Please restate every entry exactly. Leave out the pictures.
**** Extracted data ****
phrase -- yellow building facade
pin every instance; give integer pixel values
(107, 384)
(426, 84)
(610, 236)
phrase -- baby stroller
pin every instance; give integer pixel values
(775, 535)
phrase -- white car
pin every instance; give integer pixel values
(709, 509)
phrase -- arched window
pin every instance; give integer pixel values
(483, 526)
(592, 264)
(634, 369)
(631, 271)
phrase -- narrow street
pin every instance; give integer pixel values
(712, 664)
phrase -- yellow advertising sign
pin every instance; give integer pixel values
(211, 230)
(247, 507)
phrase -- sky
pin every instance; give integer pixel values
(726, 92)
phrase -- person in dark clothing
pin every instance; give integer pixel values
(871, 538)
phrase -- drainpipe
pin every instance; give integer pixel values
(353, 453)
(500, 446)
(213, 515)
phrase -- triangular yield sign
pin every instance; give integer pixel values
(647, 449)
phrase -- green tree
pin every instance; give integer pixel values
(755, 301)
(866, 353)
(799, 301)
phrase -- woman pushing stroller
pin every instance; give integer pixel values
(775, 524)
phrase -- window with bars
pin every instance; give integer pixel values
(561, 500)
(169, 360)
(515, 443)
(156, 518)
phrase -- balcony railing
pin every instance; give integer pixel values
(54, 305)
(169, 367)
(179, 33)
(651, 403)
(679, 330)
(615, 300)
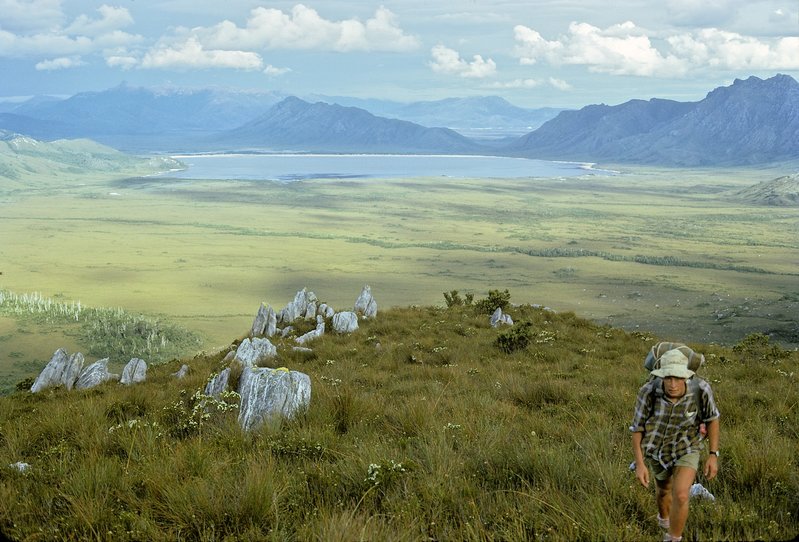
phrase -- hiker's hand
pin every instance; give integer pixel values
(642, 473)
(711, 467)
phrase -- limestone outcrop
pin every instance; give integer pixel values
(366, 305)
(267, 394)
(61, 370)
(312, 335)
(345, 322)
(265, 323)
(499, 318)
(134, 372)
(253, 352)
(94, 375)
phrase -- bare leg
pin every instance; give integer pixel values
(682, 480)
(663, 497)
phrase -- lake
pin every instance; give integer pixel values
(294, 167)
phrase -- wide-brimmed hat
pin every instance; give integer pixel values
(673, 363)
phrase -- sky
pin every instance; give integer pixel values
(533, 53)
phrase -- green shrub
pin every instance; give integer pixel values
(518, 337)
(496, 300)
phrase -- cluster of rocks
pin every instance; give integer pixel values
(266, 393)
(69, 372)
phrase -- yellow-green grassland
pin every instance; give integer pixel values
(665, 251)
(426, 423)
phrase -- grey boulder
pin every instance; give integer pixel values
(61, 370)
(134, 372)
(270, 394)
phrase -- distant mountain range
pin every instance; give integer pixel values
(751, 121)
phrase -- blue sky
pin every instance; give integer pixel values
(560, 53)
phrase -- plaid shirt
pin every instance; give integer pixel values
(671, 430)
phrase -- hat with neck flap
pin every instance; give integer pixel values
(673, 363)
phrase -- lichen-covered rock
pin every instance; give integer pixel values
(94, 375)
(268, 394)
(61, 370)
(345, 322)
(252, 353)
(326, 310)
(500, 318)
(265, 323)
(217, 384)
(182, 372)
(312, 335)
(134, 372)
(366, 305)
(303, 306)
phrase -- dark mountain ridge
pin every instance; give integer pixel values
(294, 124)
(752, 121)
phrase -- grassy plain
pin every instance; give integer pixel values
(419, 428)
(657, 250)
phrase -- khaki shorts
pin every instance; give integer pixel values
(688, 460)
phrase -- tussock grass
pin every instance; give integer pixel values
(419, 428)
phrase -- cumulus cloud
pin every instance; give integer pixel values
(304, 28)
(192, 54)
(273, 71)
(60, 63)
(24, 16)
(83, 36)
(448, 61)
(626, 49)
(111, 19)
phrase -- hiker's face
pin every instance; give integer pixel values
(673, 386)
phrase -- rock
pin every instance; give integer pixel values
(267, 394)
(299, 308)
(366, 304)
(326, 310)
(315, 334)
(252, 352)
(265, 323)
(61, 370)
(345, 322)
(500, 318)
(135, 371)
(94, 375)
(217, 384)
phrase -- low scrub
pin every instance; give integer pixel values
(466, 441)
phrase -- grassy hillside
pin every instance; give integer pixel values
(420, 427)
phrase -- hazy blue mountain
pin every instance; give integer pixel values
(479, 117)
(752, 121)
(294, 124)
(122, 115)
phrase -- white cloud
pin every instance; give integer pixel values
(21, 16)
(448, 61)
(626, 49)
(191, 54)
(559, 84)
(728, 50)
(61, 63)
(111, 19)
(83, 36)
(304, 28)
(273, 71)
(516, 83)
(123, 61)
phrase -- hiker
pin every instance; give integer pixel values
(666, 439)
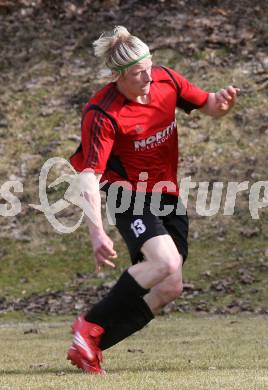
****
Your solution:
phrase -- yellow building facade
pin every instance; give integer pixel values
(107, 384)
(426, 84)
(610, 236)
phrase -- baby stroller
pin every instance; give integer pixel values
(775, 535)
phrase -- white car
pin every instance; give integer pixel values
(709, 509)
phrase -- arched window
pin every instance; give integer pixel values
(483, 526)
(592, 264)
(634, 369)
(631, 271)
phrase -- narrow street
pin every instance; give integer pixel values
(712, 664)
phrase -- yellow advertising sign
pin every instance; give integer pixel values
(211, 230)
(247, 507)
phrase -- sky
pin every instance; give integer pixel values
(726, 92)
phrase -- person in dark clothing
pin every instance; give integer pixel values
(871, 538)
phrase -- drainpipe
pin every instance; give integer pixel values
(353, 453)
(500, 446)
(213, 515)
phrase -- triangular yield sign
pin every instance; give integer pixel values
(647, 449)
phrase -- green tree
pin every instance; give integer pixel values
(755, 301)
(866, 353)
(799, 301)
phrase -- woman pushing stroller
pin every instance; give integer pixel values
(775, 524)
phrase -- window with bars
pin every instance; give integer pixel values
(561, 500)
(169, 360)
(515, 443)
(156, 518)
phrase -- balcony railing
pin every instance; give integer pixel values
(54, 305)
(169, 367)
(179, 33)
(651, 403)
(679, 330)
(615, 300)
phrase -- hiker's hand
pin every instance; give integer pixel values
(642, 473)
(711, 467)
phrase -- limestone outcrop
pin every instance; give integer pixel values
(366, 305)
(267, 394)
(61, 370)
(312, 335)
(345, 322)
(265, 323)
(499, 318)
(134, 372)
(253, 352)
(94, 375)
phrase -- bare leg
pin every instance; give integer pixel values
(682, 480)
(663, 497)
phrase -- lake
pin every instance; give integer pixel values
(294, 167)
phrase -- wide-brimmed hat
pin every instance; give integer pixel values
(673, 363)
phrase -- sky
pin every instance; give integer pixel values
(533, 53)
phrase -- green shrub
pin every instance; give integer pixel values
(518, 337)
(496, 300)
phrase -- cluster of rocks
pin every instance; give integer pixel values
(266, 393)
(69, 372)
phrase -- yellow-green grassland
pin every instance; give integer pixel values
(665, 251)
(426, 423)
phrase -- grey boulder
pin every instance; give integer pixel values
(61, 370)
(134, 372)
(270, 394)
phrase -- distant mountain range
pin every instance; give integer pixel values
(751, 121)
phrase -- blue sky
pin every instance; give integer pixel values
(560, 53)
phrase -- plaid shirt
pin every instance; give integer pixel values
(671, 430)
phrase -- hat with neck flap
pin every instance; give integer pixel values
(673, 363)
phrase -- lichen-covered rock
pin every instance; give integer pixel values
(94, 375)
(268, 394)
(61, 370)
(345, 322)
(252, 353)
(326, 310)
(500, 318)
(265, 323)
(217, 384)
(182, 372)
(312, 335)
(134, 372)
(366, 305)
(303, 306)
phrase -- dark mountain ridge
pin every instance; give integer pixel values
(294, 124)
(752, 121)
phrase -- grassy plain
pin every instance; give integer pixel values
(419, 428)
(657, 250)
phrase -- khaki shorts
pin every instance; give integer pixel values
(688, 460)
phrase -- tussock grass
pin every instance; give integer pixel values
(419, 428)
phrase -- cumulus cloud
pin every instance; give integer pixel values
(304, 28)
(192, 54)
(273, 71)
(60, 63)
(24, 16)
(83, 36)
(448, 61)
(626, 49)
(111, 19)
phrase -- hiker's face
pin every instance; give integer pixel values
(673, 386)
phrase -- rock
pin every instance; give integer pixel values
(267, 394)
(299, 308)
(366, 304)
(326, 310)
(315, 334)
(252, 352)
(265, 323)
(61, 370)
(345, 322)
(500, 318)
(135, 371)
(94, 375)
(217, 384)
phrase -- low scrub
pin every instance; give integer pixel values
(466, 441)
phrase -- grassy hillside
pin every instance; give integer pixel values
(420, 427)
phrase -- hazy blue mountain
pin every instance; give integer pixel values
(479, 117)
(752, 121)
(294, 124)
(122, 115)
phrase -- white cloud
pin every instance; give integer pixel values
(21, 16)
(448, 61)
(626, 49)
(191, 54)
(559, 84)
(728, 50)
(61, 63)
(111, 19)
(83, 36)
(304, 28)
(273, 71)
(516, 83)
(123, 61)
phrase -- hiker
pin every instance; give integer pixel values
(666, 439)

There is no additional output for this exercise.